| RAW RECORDS |
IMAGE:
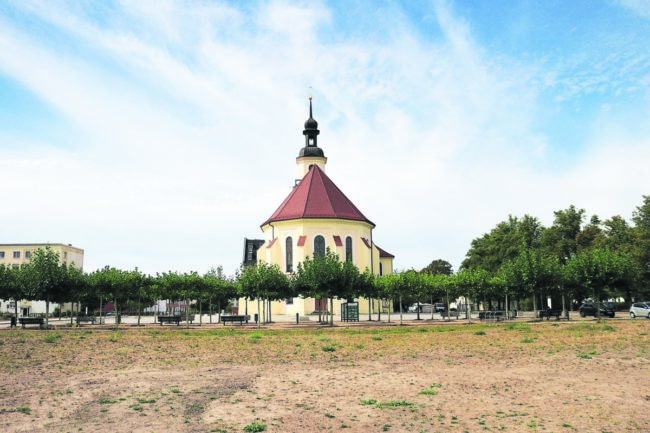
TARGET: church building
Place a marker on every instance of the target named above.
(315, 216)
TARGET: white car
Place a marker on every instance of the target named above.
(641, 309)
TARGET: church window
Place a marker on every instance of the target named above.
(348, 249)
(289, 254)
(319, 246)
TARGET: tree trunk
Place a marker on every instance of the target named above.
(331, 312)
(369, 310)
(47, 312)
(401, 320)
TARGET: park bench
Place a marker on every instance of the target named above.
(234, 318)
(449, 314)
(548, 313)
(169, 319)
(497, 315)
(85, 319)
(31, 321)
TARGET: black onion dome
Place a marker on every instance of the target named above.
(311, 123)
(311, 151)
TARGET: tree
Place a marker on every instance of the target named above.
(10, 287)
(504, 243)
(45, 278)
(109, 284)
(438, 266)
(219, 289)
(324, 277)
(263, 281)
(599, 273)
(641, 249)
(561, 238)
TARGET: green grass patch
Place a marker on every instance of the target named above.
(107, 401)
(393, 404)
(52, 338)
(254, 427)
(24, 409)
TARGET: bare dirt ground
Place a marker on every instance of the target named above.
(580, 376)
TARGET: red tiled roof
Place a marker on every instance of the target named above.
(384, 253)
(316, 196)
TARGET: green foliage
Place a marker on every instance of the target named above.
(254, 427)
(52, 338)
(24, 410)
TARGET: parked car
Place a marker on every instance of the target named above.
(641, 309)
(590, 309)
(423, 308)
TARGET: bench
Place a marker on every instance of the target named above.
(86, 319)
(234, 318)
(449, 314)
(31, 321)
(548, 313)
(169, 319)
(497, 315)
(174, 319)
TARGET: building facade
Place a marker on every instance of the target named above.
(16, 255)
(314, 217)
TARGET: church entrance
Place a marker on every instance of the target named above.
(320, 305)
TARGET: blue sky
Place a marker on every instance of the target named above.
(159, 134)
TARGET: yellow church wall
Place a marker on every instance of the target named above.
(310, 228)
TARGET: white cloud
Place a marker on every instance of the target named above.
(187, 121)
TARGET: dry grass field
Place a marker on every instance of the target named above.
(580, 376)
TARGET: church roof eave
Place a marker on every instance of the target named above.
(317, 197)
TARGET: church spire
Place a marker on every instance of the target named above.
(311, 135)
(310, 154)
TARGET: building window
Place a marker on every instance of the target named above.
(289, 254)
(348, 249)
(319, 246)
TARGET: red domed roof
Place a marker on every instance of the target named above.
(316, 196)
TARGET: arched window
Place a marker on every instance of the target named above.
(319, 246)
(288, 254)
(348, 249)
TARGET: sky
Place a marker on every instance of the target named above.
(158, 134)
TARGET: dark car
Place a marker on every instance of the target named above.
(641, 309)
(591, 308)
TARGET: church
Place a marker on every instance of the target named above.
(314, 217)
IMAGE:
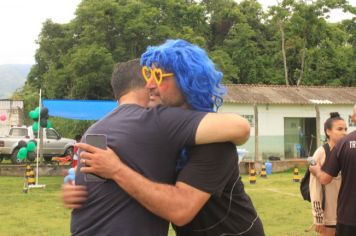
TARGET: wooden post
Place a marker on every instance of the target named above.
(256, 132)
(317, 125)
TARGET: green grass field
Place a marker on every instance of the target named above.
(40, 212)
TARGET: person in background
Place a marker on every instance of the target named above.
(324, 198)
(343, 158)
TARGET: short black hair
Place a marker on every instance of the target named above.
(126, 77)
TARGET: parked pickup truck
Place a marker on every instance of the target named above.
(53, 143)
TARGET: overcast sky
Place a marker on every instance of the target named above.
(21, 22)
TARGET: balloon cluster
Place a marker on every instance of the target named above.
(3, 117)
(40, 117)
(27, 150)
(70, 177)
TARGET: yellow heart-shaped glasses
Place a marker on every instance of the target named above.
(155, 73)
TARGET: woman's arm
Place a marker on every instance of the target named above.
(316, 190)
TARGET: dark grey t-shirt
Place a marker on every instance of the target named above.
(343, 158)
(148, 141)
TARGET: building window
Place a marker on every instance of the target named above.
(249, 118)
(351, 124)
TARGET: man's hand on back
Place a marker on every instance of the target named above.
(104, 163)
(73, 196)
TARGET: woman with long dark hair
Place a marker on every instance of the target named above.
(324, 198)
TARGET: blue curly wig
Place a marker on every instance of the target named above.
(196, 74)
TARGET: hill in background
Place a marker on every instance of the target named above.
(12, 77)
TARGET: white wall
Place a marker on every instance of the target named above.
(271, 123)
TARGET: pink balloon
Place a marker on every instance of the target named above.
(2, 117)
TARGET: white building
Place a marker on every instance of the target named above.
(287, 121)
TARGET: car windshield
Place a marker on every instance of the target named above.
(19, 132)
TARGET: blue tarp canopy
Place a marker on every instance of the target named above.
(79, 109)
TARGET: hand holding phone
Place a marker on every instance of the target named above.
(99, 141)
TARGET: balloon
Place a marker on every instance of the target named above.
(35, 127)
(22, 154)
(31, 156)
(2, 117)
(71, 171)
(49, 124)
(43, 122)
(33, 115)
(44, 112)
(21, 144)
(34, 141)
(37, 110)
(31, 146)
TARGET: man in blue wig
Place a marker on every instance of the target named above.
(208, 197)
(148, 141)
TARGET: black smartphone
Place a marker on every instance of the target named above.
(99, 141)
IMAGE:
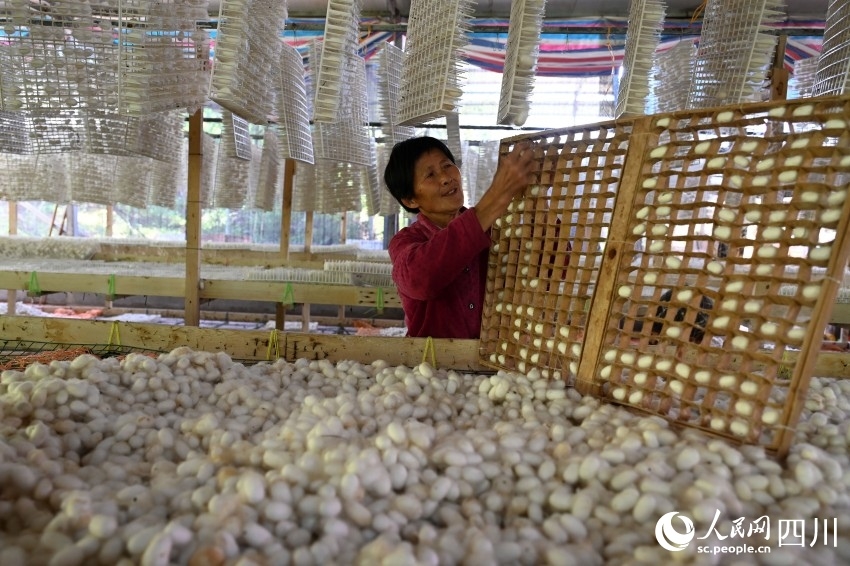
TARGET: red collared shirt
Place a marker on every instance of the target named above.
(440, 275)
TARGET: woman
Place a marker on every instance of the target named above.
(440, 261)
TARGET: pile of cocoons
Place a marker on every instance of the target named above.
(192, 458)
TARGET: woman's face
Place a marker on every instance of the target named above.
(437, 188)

| EXERCISE OBJECTIVE |
Leave the pictures out and reproduce all of the records exactly.

| RESULT |
IMAGE:
TARGET: church building
Place a marker on every instance of the target named above.
(315, 216)
TARGET: white car
Place a marker on every instance of the target named above.
(641, 309)
TARGET: church window
Place a marker on every instance of the target named above.
(348, 249)
(289, 254)
(319, 246)
TARGET: tree trunk
Place a marker on every instance of the target named above.
(331, 312)
(369, 310)
(47, 312)
(401, 320)
TARGET: park bench
Place a marker on every instance of the target named above.
(234, 318)
(449, 314)
(548, 313)
(169, 319)
(497, 315)
(85, 319)
(31, 321)
TARGET: black onion dome
Place a marker on every instance of the target named above.
(311, 123)
(311, 151)
TARGET: tree
Place a marker on every instance of the target named above.
(10, 287)
(504, 243)
(45, 278)
(109, 284)
(438, 266)
(219, 289)
(324, 277)
(263, 281)
(599, 273)
(641, 249)
(561, 238)
TARGET: green grass patch
Place a marker on every instance of the target named above.
(107, 401)
(393, 404)
(52, 338)
(254, 427)
(24, 409)
TARGET: bare dirt ground
Place a marker on every instance of the target named above.
(580, 376)
TARGET: red tiled roof
Place a marker on every instance of the target named above.
(384, 253)
(316, 196)
TARGET: green foliage
Place a marker on every instance of the target named above.
(254, 427)
(52, 338)
(24, 410)
TARGET: parked car
Place a marker on every instance of the target named above.
(641, 309)
(590, 309)
(423, 308)
TARGET: bench
Place a marker on every instance of the target named above.
(86, 319)
(234, 318)
(449, 314)
(31, 321)
(548, 313)
(169, 319)
(497, 315)
(174, 319)
TARGET: building facade
Place a marker on every instance of the target named above.
(16, 255)
(314, 217)
TARGET: church entrance
Place a marker on every instance of the target named above.
(320, 305)
TARGET: blue sky
Place a marker on every instance of the target named above.
(159, 134)
TARGET: yellow church wall
Place a marker on every instance of the target named above.
(310, 228)
TARGET: white cloud
Place a marker on every instance of the target named above.
(187, 121)
TARGET: dry grass field
Place a marker on every instance of the target named above.
(580, 376)
TARGET: church roof eave
Place a marker on every instance of the target named above.
(317, 197)
TARGET: church spire
Place a marker on every instance of the target named above.
(311, 135)
(310, 154)
TARGET: building window
Place a marker on every instance of the target named above.
(289, 254)
(348, 249)
(319, 246)
TARGET: red domed roof
Place a marker on every instance of the target named above.
(316, 196)
TARGET: arched window
Place a marker on every instance of the target named above.
(319, 246)
(288, 254)
(348, 249)
TARGET: sky
Place a marker on every instance of the target named above.
(158, 134)
TARGET: dark car
Place a marker on every instance of the target named above.
(641, 309)
(591, 308)
TARGET: church
Place a marker on every instance of the target named above.
(314, 217)
IMAGE:
TARGET: wooden post
Place a marker on every instance of the target named above.
(256, 132)
(317, 125)
TARGET: green grass field
Place a marker on every instance of the target named above.
(40, 212)
TARGET: person in background
Place a marker on every instance of the target named above.
(324, 198)
(343, 158)
TARGET: short black hair
Place a marker on every instance of the target named above.
(126, 77)
TARGET: parked pickup truck
Place a marker on every instance of the target named above.
(53, 143)
TARGET: overcast sky
Place a marker on every instance of the target named above.
(21, 22)
TARGET: balloon cluster
Place a marker on every instance of the target named above.
(3, 117)
(40, 117)
(27, 150)
(70, 177)
TARGET: yellow heart-shaped glasses
Place a marker on every instance of the target named above.
(155, 73)
TARGET: woman's arm
Place a marker on every instance of the target named above.
(316, 190)
TARGET: dark grey t-shirt
Place a marker on every instance of the target named above.
(343, 158)
(148, 141)
TARGET: building window
Place a marker on every instance of the target named above.
(249, 118)
(351, 124)
TARGET: man's hand on back
Place a marker on every instance of the target named above.
(104, 163)
(73, 196)
TARGET: woman with long dark hair
Place a marker on every instance of the target named above.
(324, 198)
TARGET: blue curly wig
Place a marker on every instance of the target named above.
(196, 74)
TARGET: hill in background
Place a marker on every instance of the target named above.
(12, 77)
TARGET: white wall
Place a marker on every instance of the target named above.
(271, 123)
TARGET: pink balloon
Place a marker on every instance of the target named above.
(2, 117)
TARGET: white building
Place a marker on every instance of the target named above.
(287, 121)
TARGET: car windshield
Place a marker on every instance of the target named above.
(19, 132)
TARGET: blue tarp canopy
Place a marker on every instance of the target named above.
(79, 109)
TARGET: hand holding phone
Place a marker on every instance of the target named above.
(99, 141)
TARGET: balloon
Place a marker on every instance of the target named above.
(35, 127)
(22, 154)
(31, 156)
(2, 117)
(71, 171)
(49, 124)
(43, 122)
(33, 115)
(44, 112)
(21, 144)
(34, 141)
(37, 110)
(31, 146)
TARGET: man in blue wig
Place a marker on every instance of the target named above.
(208, 197)
(148, 141)
TARGET: black smartphone
Place a marker on every instance of the target named above.
(99, 141)
IMAGE:
TARGET: red collared shirt
Place a marker on every instance of the target named above.
(440, 275)
TARGET: woman
Place a marker on every instance of the target named above.
(440, 261)
TARGET: pile of cocoons
Place a marker on every instance of the target named above.
(192, 458)
TARGET: woman's face
Place a marker on every instance of the target named above.
(437, 188)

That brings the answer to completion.